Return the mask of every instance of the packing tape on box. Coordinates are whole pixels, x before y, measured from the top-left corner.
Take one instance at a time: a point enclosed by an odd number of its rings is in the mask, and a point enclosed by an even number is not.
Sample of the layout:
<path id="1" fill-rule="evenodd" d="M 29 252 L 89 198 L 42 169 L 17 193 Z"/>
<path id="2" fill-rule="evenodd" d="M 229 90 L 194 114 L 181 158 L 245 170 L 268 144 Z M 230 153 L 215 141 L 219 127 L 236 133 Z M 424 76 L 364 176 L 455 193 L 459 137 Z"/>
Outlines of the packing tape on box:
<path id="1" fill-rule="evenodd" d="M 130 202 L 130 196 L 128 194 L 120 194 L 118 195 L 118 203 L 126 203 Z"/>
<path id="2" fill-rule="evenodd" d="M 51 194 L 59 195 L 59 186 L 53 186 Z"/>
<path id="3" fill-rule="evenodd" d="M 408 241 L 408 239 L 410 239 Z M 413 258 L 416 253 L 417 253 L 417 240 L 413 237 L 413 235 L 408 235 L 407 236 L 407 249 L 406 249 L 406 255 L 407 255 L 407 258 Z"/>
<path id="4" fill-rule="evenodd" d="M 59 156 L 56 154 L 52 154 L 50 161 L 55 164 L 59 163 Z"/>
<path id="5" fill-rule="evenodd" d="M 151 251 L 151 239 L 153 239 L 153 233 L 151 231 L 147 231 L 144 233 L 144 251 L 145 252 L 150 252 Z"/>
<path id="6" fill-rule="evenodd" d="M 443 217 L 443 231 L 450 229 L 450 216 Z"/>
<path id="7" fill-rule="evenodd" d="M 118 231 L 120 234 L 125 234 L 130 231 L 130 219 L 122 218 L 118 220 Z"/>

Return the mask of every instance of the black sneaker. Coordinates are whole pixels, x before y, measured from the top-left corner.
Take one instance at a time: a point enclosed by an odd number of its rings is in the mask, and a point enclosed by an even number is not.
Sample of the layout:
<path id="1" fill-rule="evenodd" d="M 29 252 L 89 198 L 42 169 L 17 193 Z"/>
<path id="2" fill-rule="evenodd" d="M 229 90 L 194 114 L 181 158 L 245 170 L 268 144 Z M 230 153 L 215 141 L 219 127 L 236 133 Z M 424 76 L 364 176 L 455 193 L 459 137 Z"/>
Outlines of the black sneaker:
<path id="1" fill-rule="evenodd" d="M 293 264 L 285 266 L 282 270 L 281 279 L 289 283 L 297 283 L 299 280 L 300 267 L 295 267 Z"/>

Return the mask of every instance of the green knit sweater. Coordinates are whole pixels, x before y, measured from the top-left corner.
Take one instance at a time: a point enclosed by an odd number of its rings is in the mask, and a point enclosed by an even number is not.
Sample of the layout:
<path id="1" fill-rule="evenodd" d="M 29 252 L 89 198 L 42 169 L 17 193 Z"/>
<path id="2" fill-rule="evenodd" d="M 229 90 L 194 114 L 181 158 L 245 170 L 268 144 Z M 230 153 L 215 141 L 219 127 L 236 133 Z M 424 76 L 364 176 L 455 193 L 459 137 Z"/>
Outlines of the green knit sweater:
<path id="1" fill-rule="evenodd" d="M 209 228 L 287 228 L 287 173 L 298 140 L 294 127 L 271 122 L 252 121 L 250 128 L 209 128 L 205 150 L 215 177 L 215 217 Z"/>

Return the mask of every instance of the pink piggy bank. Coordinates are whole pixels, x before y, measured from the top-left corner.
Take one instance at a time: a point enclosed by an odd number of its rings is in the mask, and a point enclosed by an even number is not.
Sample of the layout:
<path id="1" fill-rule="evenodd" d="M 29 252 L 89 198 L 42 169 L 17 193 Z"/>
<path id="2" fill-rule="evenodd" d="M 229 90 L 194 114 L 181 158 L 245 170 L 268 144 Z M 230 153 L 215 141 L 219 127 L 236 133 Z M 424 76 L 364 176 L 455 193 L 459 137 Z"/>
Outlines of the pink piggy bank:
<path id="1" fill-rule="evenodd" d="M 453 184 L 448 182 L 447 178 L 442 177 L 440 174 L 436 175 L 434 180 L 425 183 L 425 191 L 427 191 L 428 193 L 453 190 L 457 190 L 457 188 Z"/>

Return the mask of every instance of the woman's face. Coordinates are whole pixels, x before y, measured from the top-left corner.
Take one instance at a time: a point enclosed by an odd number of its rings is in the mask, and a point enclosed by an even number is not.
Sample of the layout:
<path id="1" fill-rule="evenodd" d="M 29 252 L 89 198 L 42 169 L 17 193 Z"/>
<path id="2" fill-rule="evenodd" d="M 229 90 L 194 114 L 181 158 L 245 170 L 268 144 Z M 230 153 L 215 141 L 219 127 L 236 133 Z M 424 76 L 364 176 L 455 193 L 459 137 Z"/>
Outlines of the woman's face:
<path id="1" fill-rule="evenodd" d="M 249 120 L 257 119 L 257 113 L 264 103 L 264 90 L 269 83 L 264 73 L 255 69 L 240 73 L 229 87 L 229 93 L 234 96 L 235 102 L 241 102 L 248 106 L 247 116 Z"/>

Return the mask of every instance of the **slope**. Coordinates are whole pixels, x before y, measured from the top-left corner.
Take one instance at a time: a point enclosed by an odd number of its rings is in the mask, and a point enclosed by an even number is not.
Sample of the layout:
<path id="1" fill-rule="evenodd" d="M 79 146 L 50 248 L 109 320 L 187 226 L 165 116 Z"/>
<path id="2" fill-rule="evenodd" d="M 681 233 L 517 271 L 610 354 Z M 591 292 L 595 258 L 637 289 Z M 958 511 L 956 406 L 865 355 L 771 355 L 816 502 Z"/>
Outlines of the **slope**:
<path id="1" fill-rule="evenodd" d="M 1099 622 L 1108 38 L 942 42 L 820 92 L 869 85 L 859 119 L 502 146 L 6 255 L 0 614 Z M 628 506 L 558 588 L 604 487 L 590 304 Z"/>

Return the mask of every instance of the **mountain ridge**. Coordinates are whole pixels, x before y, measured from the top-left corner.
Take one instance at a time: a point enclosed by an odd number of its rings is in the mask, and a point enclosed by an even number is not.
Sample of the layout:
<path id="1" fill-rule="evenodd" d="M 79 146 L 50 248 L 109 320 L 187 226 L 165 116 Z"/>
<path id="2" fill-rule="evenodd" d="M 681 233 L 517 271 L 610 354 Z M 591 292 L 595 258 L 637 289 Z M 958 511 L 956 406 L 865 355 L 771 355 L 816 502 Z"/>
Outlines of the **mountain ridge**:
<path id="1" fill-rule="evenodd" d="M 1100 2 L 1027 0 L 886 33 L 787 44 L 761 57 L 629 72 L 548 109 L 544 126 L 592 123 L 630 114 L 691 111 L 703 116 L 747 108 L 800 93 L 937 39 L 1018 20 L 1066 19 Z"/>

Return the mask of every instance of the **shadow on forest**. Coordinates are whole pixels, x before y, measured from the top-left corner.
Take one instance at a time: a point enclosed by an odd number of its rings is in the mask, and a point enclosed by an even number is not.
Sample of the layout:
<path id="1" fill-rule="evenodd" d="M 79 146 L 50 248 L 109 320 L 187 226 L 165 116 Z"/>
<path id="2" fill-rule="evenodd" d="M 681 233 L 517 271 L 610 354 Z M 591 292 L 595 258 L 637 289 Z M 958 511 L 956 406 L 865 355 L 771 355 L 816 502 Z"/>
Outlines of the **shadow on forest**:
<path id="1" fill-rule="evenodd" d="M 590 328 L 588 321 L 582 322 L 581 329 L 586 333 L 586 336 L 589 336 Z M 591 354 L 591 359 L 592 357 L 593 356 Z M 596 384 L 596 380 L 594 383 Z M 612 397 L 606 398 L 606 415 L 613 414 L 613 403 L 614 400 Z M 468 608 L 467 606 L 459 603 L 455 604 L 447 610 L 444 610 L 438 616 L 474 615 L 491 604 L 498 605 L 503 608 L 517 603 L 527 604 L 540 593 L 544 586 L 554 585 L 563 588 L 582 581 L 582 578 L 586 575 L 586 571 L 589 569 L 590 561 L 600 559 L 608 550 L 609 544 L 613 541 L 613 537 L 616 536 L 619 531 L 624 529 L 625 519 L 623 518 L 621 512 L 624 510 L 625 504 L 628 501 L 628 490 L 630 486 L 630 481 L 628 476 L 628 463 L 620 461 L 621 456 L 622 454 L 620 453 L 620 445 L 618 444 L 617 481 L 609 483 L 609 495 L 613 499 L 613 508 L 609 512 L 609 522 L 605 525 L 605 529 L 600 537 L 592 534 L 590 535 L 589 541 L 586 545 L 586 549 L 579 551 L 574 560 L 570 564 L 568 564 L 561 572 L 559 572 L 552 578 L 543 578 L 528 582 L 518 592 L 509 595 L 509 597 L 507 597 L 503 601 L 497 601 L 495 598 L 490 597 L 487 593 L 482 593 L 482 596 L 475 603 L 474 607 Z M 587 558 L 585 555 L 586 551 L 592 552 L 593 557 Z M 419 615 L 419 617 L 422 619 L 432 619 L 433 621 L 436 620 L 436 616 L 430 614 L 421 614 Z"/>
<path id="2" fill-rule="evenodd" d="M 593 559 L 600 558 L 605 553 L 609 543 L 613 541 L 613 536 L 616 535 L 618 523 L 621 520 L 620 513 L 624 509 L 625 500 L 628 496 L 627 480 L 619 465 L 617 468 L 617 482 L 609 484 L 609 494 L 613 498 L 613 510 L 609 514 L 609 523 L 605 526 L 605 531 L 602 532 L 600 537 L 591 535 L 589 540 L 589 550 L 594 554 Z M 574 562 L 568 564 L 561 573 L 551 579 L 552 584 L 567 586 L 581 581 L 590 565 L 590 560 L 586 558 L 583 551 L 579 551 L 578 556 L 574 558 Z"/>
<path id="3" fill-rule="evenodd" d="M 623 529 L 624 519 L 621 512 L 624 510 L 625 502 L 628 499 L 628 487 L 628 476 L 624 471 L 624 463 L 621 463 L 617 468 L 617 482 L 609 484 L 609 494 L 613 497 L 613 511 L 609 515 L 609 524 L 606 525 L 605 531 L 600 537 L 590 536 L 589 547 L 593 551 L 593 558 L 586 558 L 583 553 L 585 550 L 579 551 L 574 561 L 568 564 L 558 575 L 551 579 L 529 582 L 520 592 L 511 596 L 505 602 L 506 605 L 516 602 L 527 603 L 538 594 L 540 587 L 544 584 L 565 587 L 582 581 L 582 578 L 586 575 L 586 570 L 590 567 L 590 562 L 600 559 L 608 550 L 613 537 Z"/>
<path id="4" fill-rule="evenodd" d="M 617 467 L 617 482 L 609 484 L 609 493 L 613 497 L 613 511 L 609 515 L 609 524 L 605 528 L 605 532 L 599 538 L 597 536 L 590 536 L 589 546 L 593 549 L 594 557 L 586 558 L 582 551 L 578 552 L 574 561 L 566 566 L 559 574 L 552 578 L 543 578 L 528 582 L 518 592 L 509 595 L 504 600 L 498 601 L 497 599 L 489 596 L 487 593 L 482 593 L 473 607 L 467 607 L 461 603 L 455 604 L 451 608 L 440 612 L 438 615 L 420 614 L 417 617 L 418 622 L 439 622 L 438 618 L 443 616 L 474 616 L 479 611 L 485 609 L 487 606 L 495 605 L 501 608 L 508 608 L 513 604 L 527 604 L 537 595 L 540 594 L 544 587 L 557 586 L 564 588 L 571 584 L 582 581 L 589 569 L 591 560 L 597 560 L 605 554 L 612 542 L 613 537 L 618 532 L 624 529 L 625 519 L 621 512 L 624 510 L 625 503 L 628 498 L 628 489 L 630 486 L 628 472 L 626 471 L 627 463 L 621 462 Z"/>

#### What to work on:
Within the material, find all lines that hold the word "left" and show them.

#### Problem solution:
Return the mask of every instance of the packing tape on box. Coordinates are whole pixels, x before y, measured from the top-left corner.
Return the mask of every instance of the black sneaker. Coordinates are whole pixels, x before y, measured from the top-left corner.
Return the mask of every instance of the green knit sweater. Coordinates are whole pixels, x before y, measured from the top-left corner.
Return the mask of every instance of the pink piggy bank. Coordinates are whole pixels, x before y, measured from the top-left corner.
Return the mask of every instance of the woman's face. Coordinates are whole pixels, x before y, measured from the top-left corner.
Return the mask of every instance of the **slope**. Coordinates are whole pixels, x before y, measured from the top-left corner.
Return the mask of every instance of the **mountain ridge**. Coordinates are whole pixels, x before y, measured from the top-left corner.
Return the mask of every instance of the **shadow on forest**. Coordinates are whole pixels, x before y, measured from the top-left corner.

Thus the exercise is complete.